Attention, il faut garder un espace libre autour de l’élastique dans son trajet dans la fosse ischio-rectale afin de permettre un bon drainage (flèche), qui peut être amélioré par des irrigations quotidiennes en post opératoire.

Illustration : Fistule anale haute avec diverticule profond dans la fosse ischio-rectale. Le trajet a été abaissé, drainé sur un seton, puis le sphincter externe a été reconstitué (deux premiers clichés), le diverticule est laissé ouvert pour un drainage et cicatrisation secondaire (troisième cliché).

Points importants

  • Idéalement, opérer un trajet direct, sans diverticules
  • Opérer une fistule non inflammatoire, soit spontanément, soit après drainage préalable par seton
  • La mise à plat de la fistule doit TOUJOURS être effectuée à partir de l’orifice externe. Cela permet à tout moment d’interrompre la mise à plat, de ne pas faire la reconstruction, de mettre un seton. Ultérieurement une section/reconstruction peut être à nouveau tentée ou une mise à plat classique en plusieurs temps effectuée.
  • Ablation de la paroi du trajet (fistulectomie) dans sa traversée sphinctérienne qui va être reconstruite. Le tissu inflammatoire enfoui dans la réparation est source de suppuration secondaire.
  • La reconstruction doit commencer par le fond de l’espace de dissection.
  • Le comblement de la cavité par la reconstruction doit être complet, sans laisser d’espace mort. On peut passer les points et ne les serrer que secondairement afin de garder la visualisation du plan à suturer. Une suture serrée trop tôt bouchera toute visualisation du fond de l’espace de réparation et empêchera une pose correcte des sutures suivantes.

(Données des exercices)
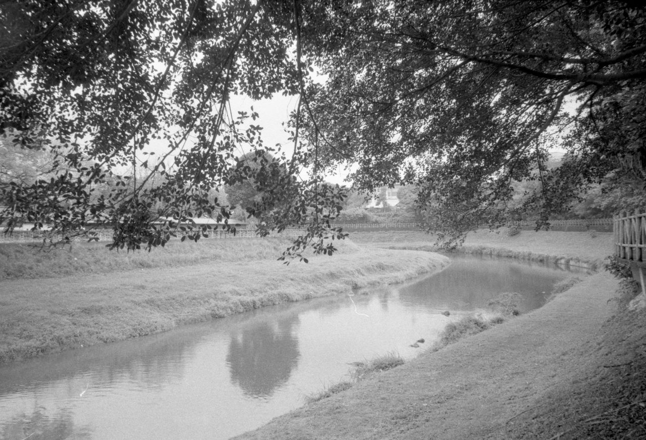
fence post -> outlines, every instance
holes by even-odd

(Série des exercices)
• A. Dans le texte sur la fistule anale, réécrivez plus brièvement le paragraphe qui commence par « Le comblement de la cavité » en gardant ses faits principaux.
• B. D’après le texte sur la fistule anale, dites s’il vous plaît si chaque affirmation est exacte (oui ou non), en citant les mots décisifs du texte : (i) la mise à plat de la fistule doit toujours partir de l’orifice interne ; (ii) la reconstruction commence par le fond de l’espace de dissection ; (iii) dans l’illustration, le diverticule est refermé lors de la reconstruction.
• C. Poursuivez le texte sur la fistule anale à partir de sa dernière phrase.
La liste n’est pas nécessaire pour ces exercices.

(Réponses)
• A. La reconstruction doit combler entièrement la cavité, sans espace mort. Pour garder la vue sur le plan à suturer, on peut passer les points et ne les serrer qu’ensuite. Un point serré trop tôt masque le fond de l’espace de réparation et gêne la pose des sutures suivantes.

• B.
(i) Non : « La mise à plat de la fistule doit TOUJOURS être effectuée à partir de l’orifice externe. »
(ii) Oui : « La reconstruction doit commencer par le fond de l’espace de dissection. »
(iii) Non : « le diverticule est laissé ouvert pour un drainage et cicatrisation secondaire »

• C.
  • S’aider de la traction sur le point précédent pour exposer l’espace à reconstruire.
  • Les points de rapprochement musculaire doivent prendre une quantité importante de tissu musculaire, ne pas être trop serrés et pas trop rapprochés, ceci afin d’éviter toute section et/ou nécrose des fibres prises dans la ligature.
  • Faire plusieurs plans si besoin, intriquer les ligatures des différents plans pour éviter tout espace mort..
  • Ne pas fermer la peau sur la marge anale en regard de la réparation ce qui diminue le risque d’infection secondaire. La fermeture cutanéo-muqueuse du canal anal s’arrête à la jonction ano-cutanée.

Préparation

  • Pas de préparation colique orale, certains préconisent un microlavement juste avant l’intervention
  • Antibioprophylaxie pour la chirurgie proctologique
  • Pas de stomie de protection
  • Bloc pudendal si les conditions anatomiques de la suppuration le permettent (pas de ponction à travers le trajet de la suppuration)

Matériel

  • Sutures résorbables 2/0 et 3/0, les sutures monobrins provoquent moins de réaction inflammatoire locale, mais leur degré de serrage est difficile à contrôler. Pour cette dernière raison, les sutures tressées sont souvent employées. Aiguilles rondes 26 courbure 5/8 permettant de charger plus facilement les tissus, sans tordre l’aiguille.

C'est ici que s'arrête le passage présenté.